_Set exercise_.
Convert the items below into a JSON list of strings, one string for each line, with blank lines omitted. Leave the pictures out of your answer.

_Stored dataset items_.

★ ★ ★ ★ ★ ★ ★

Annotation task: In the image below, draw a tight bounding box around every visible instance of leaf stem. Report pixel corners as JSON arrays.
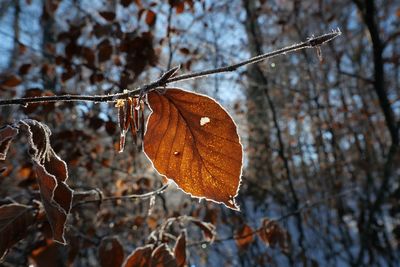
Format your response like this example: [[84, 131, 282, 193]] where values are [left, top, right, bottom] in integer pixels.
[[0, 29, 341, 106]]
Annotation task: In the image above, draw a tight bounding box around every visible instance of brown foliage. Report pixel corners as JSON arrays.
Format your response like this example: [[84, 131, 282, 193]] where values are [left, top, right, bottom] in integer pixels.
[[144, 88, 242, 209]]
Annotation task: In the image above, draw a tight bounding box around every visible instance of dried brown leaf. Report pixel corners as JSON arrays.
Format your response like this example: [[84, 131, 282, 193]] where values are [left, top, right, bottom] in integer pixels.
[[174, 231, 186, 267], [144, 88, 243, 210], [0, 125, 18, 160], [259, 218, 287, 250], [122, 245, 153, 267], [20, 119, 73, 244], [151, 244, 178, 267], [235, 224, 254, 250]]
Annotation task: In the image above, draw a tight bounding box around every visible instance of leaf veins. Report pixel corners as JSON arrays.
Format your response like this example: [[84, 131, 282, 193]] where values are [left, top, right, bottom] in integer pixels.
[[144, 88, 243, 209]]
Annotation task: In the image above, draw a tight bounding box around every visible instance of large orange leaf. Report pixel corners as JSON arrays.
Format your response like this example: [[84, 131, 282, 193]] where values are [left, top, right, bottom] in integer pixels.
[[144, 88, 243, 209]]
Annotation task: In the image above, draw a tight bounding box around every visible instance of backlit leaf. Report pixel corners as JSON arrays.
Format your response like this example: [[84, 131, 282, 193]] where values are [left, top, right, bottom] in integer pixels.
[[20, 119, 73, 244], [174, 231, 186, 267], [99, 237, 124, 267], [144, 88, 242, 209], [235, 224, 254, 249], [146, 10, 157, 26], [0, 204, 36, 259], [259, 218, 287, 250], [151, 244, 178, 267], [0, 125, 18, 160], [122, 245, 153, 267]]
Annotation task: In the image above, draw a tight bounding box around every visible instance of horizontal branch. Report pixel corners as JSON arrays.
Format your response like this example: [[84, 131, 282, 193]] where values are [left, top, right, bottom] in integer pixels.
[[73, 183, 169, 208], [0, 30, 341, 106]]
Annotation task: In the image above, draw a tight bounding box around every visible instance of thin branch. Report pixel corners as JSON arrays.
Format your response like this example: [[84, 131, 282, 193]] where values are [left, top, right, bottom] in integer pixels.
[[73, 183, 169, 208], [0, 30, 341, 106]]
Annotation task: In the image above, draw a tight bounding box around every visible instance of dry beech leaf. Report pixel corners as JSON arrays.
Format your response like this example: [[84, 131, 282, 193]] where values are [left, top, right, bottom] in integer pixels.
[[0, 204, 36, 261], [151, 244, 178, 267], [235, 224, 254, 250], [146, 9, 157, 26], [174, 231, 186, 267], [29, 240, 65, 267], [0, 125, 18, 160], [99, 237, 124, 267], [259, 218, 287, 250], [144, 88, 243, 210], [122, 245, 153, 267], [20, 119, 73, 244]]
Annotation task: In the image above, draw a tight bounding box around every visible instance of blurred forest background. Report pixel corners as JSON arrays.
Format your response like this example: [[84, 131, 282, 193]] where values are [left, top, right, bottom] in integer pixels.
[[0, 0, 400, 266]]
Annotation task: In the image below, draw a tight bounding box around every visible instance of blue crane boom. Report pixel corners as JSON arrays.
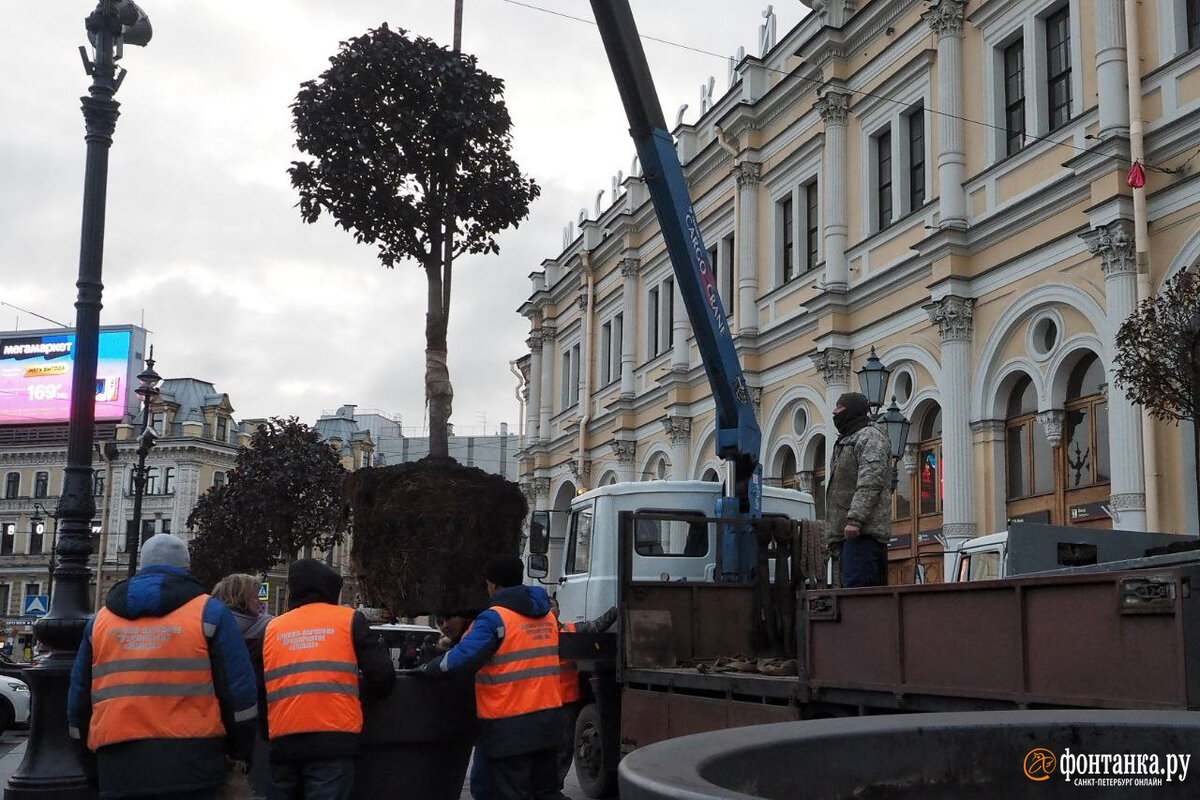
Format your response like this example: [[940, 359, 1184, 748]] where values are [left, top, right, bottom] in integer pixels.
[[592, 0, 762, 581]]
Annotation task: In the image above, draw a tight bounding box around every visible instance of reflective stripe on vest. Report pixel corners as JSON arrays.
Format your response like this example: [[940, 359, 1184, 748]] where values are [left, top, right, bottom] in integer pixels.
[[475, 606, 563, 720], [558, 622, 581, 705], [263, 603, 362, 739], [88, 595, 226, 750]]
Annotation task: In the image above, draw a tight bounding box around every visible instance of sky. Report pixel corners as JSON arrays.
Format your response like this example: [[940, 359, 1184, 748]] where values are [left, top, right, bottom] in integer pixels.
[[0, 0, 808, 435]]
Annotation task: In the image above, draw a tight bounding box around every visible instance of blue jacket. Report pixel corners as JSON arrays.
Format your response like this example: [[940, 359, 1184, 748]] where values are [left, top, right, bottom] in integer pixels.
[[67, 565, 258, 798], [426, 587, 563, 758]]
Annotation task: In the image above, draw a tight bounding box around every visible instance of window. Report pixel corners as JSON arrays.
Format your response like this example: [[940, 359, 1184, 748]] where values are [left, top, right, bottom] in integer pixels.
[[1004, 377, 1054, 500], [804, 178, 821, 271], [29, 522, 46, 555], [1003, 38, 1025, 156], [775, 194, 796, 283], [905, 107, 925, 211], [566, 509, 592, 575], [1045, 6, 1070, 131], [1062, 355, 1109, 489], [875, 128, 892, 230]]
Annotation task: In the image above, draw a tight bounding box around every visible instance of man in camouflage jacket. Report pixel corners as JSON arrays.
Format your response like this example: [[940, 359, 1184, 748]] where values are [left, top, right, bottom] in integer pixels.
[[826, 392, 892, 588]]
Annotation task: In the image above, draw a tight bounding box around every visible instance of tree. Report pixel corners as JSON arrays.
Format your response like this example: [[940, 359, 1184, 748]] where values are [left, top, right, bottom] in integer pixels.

★ ★ ★ ★ ★ ★ ★

_The answer_.
[
  "Annotation task: In the image below, draw a tight bounding box around every visible instance of leaf stem. Report pixel corners as JSON arrays.",
  "Format your response like this example: [[84, 131, 282, 193]] where values are [left, top, right, bottom] in integer pixels.",
  "[[0, 29, 341, 106]]",
  "Annotation task: In the image above, draw a tight bounding box around every visible instance of brown foliage. Report pixel corners as JSON arrays.",
  "Format your response like this example: [[84, 131, 282, 193]] where values are [left, top, right, bottom] in integer pixels.",
  "[[144, 88, 242, 209]]",
  "Annotation task: In the image above, draw a tight bounding box around every visible instance of dried brown leaf. Report pixel corners as JSON arrays.",
  "Format your response like this example: [[84, 131, 282, 193]] where values are [left, top, right, bottom] in integer pixels.",
  "[[174, 231, 186, 267], [144, 88, 243, 210], [0, 125, 18, 160], [259, 218, 287, 250], [122, 245, 153, 267], [20, 119, 73, 244], [151, 244, 178, 267], [235, 224, 254, 250]]",
  "Annotation task: In the image above, draw a tight bounding box around every visible instance of leaf veins. Report pixel corners as JSON arrays.",
  "Format your response like this example: [[84, 131, 282, 193]] where values are [left, top, right, bottom] in integer pixels.",
  "[[144, 88, 243, 209]]",
  "Annotation task: In the image above, draw a tight bounding box around every visible instance of large orange leaf. Report pixel corners as JSON arrays.",
  "Format your response like this example: [[84, 131, 282, 193]] where values are [left, top, right, bottom] in integer pixels.",
  "[[144, 88, 243, 209]]",
  "Annotation task: In the image above, draw a tight bounding box around every visible instance of backlit leaf. Report pixel corners as JSON arrays.",
  "Format your response like this example: [[84, 131, 282, 193]] where values are [left, top, right, bottom] in integer pixels.",
  "[[20, 119, 73, 244], [174, 231, 186, 267], [99, 237, 124, 267], [144, 88, 242, 209], [235, 224, 254, 249], [146, 10, 157, 26], [0, 204, 36, 259], [259, 218, 287, 250], [151, 244, 178, 267], [0, 125, 18, 160], [122, 245, 153, 267]]",
  "Annotation task: In the image above, draw a tight bounding box around every visible instance of horizontal branch. Report pixel corners as JSON arrays.",
  "Format your response like this example: [[84, 131, 282, 193]] where values are [left, top, right, bottom] in integer pixels.",
  "[[73, 183, 169, 208], [0, 30, 341, 106]]",
  "Annotation task: In the image above, draw a tight bounding box around every visible instance of thin branch. Report pixel corners as JSON arrays.",
  "Format your response like this example: [[84, 131, 282, 193]] where values are [left, top, right, bottom] in integer pixels.",
  "[[73, 183, 169, 208], [0, 30, 341, 106]]",
  "Annotation task: In the image above, draw a tight bounding box around every visible instance of dry beech leaf. Report pixel corners as JSON arrays.",
  "Format your response like this example: [[84, 131, 282, 193]] where values are [left, top, right, bottom] in integer pixels.",
  "[[0, 204, 36, 261], [151, 244, 178, 267], [235, 224, 254, 250], [146, 9, 157, 26], [174, 231, 186, 267], [29, 240, 65, 267], [0, 125, 18, 160], [99, 237, 124, 267], [259, 218, 287, 250], [144, 88, 243, 210], [122, 245, 153, 267], [20, 119, 73, 244]]",
  "Annotation task: In the image above, draw a tight bounding box around every visible instance of blurred forest background. Report pixel corners as JSON arrays.",
  "Format your response like this example: [[84, 131, 282, 193]] where values are [left, top, right, bottom] in integer pixels.",
  "[[0, 0, 400, 266]]",
  "Annotation task: In the image below, draw a tight bounding box around every visible instance of blue crane boom. Report pixel corners as JSON arrays.",
  "Format your response like this example: [[940, 359, 1184, 748]] where values are [left, top, right, bottom] in integer pixels.",
  "[[592, 0, 762, 581]]",
  "Annotation task: In the image above, draw a tight bounding box around every visible instance of reflective stripe on vest. Report pixel corners as JSON arrays.",
  "Format your response like this example: [[940, 359, 1184, 748]] where values are [left, top, right, bottom] in integer pixels.",
  "[[475, 606, 563, 720], [558, 622, 581, 705], [263, 603, 362, 739], [88, 595, 226, 750]]",
  "Annotation task: In the image above, draw a tight bounding box around every visible instance of sky. Report pixel corners as JSON arrays.",
  "Format your response like this example: [[940, 359, 1184, 748]] where values are [left, top, right, bottom] in integer pixels.",
  "[[0, 0, 808, 435]]",
  "Annotation task: In the image above, draw a tight bounding box around every visible instance of blue jacket. Report pixel corners as JSON arrays.",
  "Format your response like this example: [[940, 359, 1184, 748]] where values are [left, top, right, bottom] in integer pixels.",
  "[[67, 565, 258, 798], [426, 587, 563, 758]]",
  "Annotation task: In the image above, draw a tight bounding box around every visible instance of window. Report pixel corners as JSON arrays.",
  "Format your response like this example: [[940, 359, 1184, 748]] where values are [left, top, right, bottom] in integer pixels.",
  "[[1004, 377, 1054, 500], [804, 178, 821, 271], [29, 522, 46, 555], [1003, 38, 1025, 156], [775, 194, 796, 283], [905, 107, 925, 211], [566, 509, 592, 575], [1045, 6, 1070, 131], [1062, 355, 1109, 489], [875, 128, 892, 230]]",
  "Annotation task: In the image above, draw a tight bounding box around every visible instance of man in camouflage jacket. Report pixel corners as JSON arrays.",
  "Format your response like this example: [[940, 359, 1184, 748]] where values are [left, top, right, bottom] in integer pixels.",
  "[[826, 392, 892, 588]]",
  "Annotation task: In the image above, draw a tight bounding box around every visible instance of tree. Report pixel corners as JSON arrays.",
  "Format your response like this example: [[940, 359, 1184, 748]] where values are [left, top, right, bottom] in integer pixels."
]